- WHAT TO DO: Which lines in the rows below contain the string "door"? Pull out every one of them.

Excerpts from location labeling data:
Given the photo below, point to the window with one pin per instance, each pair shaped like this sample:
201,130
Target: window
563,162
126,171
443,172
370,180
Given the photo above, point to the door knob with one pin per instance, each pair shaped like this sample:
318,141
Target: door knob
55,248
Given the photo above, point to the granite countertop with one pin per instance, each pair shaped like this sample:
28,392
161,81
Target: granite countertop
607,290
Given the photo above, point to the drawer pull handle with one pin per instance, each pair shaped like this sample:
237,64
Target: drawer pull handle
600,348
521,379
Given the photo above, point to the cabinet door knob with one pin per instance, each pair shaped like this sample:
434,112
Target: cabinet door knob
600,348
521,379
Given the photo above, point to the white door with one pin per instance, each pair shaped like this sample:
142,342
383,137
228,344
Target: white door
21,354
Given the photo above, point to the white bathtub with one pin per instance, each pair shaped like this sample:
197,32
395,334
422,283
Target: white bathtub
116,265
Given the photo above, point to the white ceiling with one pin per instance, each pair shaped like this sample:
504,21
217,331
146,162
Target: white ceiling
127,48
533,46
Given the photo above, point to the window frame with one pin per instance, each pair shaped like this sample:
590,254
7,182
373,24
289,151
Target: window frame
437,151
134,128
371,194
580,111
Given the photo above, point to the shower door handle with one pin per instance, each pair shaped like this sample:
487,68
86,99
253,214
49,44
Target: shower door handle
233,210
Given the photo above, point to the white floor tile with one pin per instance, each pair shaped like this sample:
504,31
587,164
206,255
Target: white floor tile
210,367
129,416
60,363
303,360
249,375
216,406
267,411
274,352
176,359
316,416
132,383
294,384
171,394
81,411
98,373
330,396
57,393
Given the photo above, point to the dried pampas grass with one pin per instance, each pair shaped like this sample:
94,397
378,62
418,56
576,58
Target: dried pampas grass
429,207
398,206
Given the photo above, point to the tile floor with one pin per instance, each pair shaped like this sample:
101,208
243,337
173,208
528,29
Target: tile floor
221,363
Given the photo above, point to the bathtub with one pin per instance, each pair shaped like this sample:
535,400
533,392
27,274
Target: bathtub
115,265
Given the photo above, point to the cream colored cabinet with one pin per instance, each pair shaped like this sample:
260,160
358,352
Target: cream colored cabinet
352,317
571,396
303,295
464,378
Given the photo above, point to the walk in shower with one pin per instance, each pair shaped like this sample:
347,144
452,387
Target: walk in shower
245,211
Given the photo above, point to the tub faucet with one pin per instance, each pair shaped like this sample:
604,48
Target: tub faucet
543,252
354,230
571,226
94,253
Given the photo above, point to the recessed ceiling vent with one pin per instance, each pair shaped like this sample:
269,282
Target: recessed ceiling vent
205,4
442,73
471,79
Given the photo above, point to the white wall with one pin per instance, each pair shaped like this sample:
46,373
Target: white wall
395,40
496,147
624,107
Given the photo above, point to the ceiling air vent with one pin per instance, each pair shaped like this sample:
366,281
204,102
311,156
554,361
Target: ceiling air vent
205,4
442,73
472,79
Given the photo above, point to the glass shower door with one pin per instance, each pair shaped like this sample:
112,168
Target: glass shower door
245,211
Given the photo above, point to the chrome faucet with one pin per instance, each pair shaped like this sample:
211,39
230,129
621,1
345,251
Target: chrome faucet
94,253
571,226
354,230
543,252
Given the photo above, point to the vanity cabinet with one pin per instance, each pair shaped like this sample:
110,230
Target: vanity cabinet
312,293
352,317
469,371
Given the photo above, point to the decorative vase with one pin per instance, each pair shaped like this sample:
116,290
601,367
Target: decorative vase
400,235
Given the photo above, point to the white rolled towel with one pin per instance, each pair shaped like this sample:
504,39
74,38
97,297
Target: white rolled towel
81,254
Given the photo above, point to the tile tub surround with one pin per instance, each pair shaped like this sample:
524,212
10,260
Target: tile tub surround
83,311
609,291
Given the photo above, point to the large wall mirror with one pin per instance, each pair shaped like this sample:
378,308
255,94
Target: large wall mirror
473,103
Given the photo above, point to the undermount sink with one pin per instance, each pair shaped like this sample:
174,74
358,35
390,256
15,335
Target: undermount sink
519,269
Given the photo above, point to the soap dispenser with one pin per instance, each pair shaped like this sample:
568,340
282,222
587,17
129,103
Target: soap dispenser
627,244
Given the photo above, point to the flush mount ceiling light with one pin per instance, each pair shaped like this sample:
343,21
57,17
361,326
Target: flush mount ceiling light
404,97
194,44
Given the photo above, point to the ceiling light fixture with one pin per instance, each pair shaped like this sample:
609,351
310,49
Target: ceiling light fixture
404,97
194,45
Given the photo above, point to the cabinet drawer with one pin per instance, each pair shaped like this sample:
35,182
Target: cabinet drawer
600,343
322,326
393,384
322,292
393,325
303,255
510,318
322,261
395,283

==

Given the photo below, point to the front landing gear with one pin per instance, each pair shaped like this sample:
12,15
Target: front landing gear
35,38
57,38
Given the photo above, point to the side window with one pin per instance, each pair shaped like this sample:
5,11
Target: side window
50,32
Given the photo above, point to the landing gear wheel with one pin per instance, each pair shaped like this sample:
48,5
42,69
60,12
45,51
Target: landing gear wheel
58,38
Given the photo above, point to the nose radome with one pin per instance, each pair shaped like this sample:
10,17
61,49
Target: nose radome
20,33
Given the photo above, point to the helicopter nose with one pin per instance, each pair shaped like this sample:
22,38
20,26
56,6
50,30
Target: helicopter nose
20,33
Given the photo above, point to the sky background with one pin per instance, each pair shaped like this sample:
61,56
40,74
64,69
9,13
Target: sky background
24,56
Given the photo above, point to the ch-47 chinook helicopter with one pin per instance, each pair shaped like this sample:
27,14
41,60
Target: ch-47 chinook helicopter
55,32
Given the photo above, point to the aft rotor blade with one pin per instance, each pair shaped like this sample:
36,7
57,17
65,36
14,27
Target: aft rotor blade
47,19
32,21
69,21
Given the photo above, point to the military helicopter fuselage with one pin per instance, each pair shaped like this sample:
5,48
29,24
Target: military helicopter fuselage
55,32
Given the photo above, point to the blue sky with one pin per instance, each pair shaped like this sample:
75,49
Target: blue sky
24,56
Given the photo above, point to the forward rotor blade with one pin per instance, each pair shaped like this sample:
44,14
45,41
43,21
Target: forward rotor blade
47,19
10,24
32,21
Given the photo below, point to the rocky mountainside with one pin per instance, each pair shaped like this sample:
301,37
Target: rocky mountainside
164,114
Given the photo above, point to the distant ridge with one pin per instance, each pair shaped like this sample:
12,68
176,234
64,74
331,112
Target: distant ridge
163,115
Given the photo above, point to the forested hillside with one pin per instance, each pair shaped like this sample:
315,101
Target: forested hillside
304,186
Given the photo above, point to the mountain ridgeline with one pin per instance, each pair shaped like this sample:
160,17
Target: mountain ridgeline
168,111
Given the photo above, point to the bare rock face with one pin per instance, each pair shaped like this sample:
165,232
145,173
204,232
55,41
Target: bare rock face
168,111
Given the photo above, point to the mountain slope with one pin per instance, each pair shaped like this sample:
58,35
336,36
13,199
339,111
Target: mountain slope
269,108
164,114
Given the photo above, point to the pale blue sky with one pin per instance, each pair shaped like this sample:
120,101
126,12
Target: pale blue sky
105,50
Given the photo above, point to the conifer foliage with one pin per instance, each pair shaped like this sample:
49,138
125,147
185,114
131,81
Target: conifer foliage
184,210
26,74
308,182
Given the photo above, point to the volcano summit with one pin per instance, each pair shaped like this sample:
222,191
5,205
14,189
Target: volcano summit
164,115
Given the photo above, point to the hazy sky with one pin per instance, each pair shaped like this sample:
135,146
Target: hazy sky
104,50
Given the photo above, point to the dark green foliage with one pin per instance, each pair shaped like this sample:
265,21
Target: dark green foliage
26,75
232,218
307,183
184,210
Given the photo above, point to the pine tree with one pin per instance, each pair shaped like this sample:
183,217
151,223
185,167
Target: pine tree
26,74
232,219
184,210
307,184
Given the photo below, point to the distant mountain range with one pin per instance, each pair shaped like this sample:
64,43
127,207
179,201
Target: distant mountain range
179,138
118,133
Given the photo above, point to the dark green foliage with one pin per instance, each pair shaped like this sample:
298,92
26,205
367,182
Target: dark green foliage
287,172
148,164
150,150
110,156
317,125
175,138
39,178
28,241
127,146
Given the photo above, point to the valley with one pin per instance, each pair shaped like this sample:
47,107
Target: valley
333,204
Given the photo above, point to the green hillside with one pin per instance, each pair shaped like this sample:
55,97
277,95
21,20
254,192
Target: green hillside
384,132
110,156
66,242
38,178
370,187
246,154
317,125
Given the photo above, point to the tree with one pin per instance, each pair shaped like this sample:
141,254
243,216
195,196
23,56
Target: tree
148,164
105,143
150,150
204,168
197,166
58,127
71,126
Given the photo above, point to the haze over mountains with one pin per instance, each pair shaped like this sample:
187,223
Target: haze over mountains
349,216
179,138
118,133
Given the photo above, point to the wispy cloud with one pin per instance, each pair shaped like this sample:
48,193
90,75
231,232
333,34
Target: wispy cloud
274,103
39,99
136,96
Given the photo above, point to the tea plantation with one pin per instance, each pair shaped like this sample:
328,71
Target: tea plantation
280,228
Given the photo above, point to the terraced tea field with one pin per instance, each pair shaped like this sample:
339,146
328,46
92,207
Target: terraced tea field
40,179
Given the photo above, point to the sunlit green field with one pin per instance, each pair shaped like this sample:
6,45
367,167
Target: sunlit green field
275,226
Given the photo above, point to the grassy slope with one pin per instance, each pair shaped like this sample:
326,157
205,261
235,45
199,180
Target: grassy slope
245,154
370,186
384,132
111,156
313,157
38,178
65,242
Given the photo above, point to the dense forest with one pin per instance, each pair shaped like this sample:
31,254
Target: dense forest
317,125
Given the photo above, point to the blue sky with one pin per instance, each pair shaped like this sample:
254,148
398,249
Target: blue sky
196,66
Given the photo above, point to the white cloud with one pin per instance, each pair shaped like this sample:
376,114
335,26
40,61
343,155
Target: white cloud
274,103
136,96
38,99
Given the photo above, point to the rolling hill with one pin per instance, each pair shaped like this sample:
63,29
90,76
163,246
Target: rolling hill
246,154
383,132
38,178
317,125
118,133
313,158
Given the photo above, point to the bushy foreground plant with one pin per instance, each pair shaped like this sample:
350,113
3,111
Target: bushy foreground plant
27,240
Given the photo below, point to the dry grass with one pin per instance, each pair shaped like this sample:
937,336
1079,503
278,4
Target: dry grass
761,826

- WRITTEN ANSWER:
Given the photo above, point to the door knob with one pin per instance, each pair shaped like this sample:
Target: door knob
Given the photo above, point to the cabinet door knob with one pin per instance, each pair shaped like this sample:
Target: cabinet door knob
Given the photo above, point to the white door with one pin per instance, each pair shaped like this sample:
Target: white door
Given the photo above, point to the shower door handle with one pin per instance, each pair shaped like this sample:
Target: shower door handle
Given the photo above, point to the glass shower door with one pin per instance, each pair shaped like this sample:
Target: glass shower door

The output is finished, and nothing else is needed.